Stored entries
* * * *

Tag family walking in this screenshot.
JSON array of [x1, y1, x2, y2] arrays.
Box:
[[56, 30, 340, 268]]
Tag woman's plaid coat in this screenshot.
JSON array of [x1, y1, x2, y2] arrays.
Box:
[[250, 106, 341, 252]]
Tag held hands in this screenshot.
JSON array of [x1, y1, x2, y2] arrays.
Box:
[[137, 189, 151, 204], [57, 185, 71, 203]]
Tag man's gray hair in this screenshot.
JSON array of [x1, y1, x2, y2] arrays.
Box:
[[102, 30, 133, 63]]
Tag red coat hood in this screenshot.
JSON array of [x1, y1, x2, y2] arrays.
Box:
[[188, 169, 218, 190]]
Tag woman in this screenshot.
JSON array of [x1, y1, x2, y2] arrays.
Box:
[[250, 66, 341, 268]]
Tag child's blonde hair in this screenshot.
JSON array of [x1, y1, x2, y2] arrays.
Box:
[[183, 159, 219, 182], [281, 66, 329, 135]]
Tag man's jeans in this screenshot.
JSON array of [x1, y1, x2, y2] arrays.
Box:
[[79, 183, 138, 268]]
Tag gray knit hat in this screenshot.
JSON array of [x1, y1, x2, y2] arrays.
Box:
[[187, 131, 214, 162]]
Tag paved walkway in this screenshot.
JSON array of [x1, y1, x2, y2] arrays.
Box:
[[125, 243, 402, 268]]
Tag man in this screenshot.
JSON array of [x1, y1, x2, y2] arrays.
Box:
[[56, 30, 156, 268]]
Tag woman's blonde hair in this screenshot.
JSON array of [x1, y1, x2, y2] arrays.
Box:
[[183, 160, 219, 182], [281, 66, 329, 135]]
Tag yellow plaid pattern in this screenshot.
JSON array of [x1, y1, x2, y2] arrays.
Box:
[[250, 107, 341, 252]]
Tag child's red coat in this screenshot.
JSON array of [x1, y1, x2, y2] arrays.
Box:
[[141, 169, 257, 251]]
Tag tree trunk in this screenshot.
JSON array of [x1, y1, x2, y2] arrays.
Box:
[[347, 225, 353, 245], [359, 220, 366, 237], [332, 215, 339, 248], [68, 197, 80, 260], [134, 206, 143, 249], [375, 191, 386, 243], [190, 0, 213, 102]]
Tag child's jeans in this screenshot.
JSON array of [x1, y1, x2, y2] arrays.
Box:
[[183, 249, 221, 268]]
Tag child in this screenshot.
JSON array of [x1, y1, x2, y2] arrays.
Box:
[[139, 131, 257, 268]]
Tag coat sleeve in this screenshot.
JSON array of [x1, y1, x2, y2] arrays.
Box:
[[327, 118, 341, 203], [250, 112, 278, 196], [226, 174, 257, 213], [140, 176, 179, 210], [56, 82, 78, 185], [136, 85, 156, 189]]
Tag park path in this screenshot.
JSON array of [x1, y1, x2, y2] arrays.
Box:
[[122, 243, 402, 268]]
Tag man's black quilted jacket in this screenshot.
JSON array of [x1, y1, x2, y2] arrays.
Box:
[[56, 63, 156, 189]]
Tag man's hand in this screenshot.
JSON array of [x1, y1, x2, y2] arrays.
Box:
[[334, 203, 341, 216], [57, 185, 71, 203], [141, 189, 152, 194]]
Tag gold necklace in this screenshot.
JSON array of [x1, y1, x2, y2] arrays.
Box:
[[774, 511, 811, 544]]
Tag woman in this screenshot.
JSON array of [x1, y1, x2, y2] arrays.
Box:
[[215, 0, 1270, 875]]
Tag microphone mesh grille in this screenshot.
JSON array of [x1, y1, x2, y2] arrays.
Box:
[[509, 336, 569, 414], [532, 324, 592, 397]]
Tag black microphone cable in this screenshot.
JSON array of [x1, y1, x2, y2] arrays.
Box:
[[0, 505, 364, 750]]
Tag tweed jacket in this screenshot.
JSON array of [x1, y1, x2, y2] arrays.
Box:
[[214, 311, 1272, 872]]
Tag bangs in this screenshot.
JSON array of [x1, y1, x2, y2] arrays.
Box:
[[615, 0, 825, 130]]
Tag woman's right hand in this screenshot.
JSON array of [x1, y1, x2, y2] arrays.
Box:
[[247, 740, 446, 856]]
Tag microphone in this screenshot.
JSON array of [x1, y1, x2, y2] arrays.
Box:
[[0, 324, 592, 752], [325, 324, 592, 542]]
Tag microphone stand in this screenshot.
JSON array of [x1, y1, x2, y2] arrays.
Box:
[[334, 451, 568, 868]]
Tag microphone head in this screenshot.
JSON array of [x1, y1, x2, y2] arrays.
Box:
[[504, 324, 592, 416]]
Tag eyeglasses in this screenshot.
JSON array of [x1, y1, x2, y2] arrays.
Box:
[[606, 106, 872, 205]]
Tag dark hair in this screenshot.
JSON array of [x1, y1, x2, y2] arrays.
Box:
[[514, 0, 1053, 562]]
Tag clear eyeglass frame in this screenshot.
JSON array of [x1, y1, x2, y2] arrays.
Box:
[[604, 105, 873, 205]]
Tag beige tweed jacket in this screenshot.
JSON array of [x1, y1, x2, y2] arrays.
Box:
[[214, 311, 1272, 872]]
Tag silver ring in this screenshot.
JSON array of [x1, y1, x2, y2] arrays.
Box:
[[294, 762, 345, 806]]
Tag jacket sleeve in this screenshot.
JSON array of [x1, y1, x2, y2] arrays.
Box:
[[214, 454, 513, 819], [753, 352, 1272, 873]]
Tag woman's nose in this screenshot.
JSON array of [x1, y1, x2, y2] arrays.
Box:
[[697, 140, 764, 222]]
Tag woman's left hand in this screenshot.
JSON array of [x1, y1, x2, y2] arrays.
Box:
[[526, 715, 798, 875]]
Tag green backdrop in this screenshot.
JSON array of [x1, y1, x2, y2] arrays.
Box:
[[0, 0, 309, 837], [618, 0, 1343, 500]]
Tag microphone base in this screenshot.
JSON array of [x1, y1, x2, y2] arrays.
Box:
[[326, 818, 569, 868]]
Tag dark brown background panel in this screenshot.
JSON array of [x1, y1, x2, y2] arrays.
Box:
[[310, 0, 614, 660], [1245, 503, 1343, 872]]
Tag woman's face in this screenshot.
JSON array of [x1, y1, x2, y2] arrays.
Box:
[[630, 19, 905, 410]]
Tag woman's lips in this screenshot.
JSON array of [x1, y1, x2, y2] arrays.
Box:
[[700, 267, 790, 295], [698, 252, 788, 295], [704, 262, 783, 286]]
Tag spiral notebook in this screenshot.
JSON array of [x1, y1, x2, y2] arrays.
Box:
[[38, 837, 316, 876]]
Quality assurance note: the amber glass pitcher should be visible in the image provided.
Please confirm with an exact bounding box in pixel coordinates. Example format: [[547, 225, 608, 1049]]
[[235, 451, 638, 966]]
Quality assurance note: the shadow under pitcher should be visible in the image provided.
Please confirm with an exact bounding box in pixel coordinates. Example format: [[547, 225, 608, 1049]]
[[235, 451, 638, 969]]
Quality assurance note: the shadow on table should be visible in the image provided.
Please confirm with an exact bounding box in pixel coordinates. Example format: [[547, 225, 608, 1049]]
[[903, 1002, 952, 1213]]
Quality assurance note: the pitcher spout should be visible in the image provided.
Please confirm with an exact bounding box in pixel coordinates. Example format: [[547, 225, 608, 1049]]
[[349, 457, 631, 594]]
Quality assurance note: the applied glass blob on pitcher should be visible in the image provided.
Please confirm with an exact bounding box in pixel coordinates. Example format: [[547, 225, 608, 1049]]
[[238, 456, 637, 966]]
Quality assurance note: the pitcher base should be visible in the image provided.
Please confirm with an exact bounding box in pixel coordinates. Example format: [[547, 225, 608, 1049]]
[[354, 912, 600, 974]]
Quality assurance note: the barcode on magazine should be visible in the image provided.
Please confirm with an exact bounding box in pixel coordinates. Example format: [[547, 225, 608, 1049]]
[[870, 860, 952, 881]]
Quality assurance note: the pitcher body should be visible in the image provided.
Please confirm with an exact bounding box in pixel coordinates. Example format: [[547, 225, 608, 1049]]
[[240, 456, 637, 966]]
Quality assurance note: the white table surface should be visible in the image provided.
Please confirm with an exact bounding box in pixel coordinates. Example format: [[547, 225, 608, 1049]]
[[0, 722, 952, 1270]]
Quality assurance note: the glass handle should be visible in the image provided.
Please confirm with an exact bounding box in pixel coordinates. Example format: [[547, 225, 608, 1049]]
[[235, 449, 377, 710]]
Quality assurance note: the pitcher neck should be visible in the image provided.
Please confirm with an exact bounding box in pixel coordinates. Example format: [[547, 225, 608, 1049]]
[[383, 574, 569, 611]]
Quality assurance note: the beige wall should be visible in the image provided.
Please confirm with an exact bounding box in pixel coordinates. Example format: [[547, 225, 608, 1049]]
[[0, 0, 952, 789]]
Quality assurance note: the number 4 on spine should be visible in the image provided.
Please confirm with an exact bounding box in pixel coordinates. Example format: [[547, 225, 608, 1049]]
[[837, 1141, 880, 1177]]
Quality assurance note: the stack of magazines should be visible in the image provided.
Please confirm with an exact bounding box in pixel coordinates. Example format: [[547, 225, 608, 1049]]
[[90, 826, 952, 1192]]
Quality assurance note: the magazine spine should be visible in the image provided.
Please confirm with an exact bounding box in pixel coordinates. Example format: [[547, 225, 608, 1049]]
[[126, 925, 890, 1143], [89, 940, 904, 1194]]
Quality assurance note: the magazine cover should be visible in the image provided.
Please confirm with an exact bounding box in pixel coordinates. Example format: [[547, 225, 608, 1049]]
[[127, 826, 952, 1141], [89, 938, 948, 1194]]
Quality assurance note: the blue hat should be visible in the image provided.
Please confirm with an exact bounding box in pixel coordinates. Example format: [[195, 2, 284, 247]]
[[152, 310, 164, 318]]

* * * *

* _WHAT YOU HAVE TO DO_:
Can you present the rows as a numbered list, skipping blank lines, beginning at the line containing "Tag woman's left hand in this screenshot." and continuing through the line containing "[[349, 457, 631, 594]]"?

* _EXERCISE RESPONSE_:
1. Tag woman's left hand in this screenshot.
2. JSON array of [x1, y1, x2, y2] arrays.
3. Box:
4. [[526, 715, 798, 875]]
5. Tag green backdrop in this screenshot.
6. JSON array of [x1, y1, x2, y2] arrays.
7. Box:
8. [[0, 0, 309, 837], [618, 0, 1343, 500]]
9. Tag microphone base in this screenshot.
10. JSON array of [x1, y1, x2, y2] arrays.
11. Box:
12. [[326, 818, 569, 868]]
13. Tag dark brown background panel in this screenshot.
14. JSON array of [x1, y1, x2, y2] arrays.
15. Box:
16. [[310, 0, 614, 660], [1245, 503, 1343, 872]]
17. Tag woman's face in this screenshot.
18. JSON array of [x1, y1, x2, y2] arrays.
19. Box:
20. [[630, 19, 905, 410]]
21. Tag woman's lips in this screenshot.
22. JSON array of [x1, y1, x2, y2] arrays.
23. Box:
24. [[700, 267, 790, 295], [698, 252, 788, 295], [704, 262, 783, 286]]
25. Tag spiral notebook in this screenshot.
26. JSON array of [x1, y1, x2, y2] arrays.
27. Box:
28. [[38, 837, 316, 876]]
29. Quality assurance note: the amber glass pitcher should be visible in the image provided.
30. Please confirm with an exact bounding box in pixel coordinates. Example format: [[547, 225, 608, 1049]]
31. [[235, 451, 638, 966]]
32. Quality assurance note: the shadow under pitcher should be visible in the image provided.
33. Please confirm with an exact bounding box in pixel coordinates. Example format: [[547, 225, 608, 1049]]
34. [[235, 451, 638, 969]]
35. Quality assurance note: the shadow on table should be visible in the image provided.
36. Please confirm with an exact bounding box in pixel coordinates. Example format: [[547, 225, 608, 1049]]
37. [[903, 1002, 952, 1213]]
38. Quality assurance note: the pitcher spout should be visible in the image provided.
39. Please confirm with an exact bounding box in pixel coordinates. Example format: [[547, 225, 608, 1049]]
40. [[349, 457, 631, 594]]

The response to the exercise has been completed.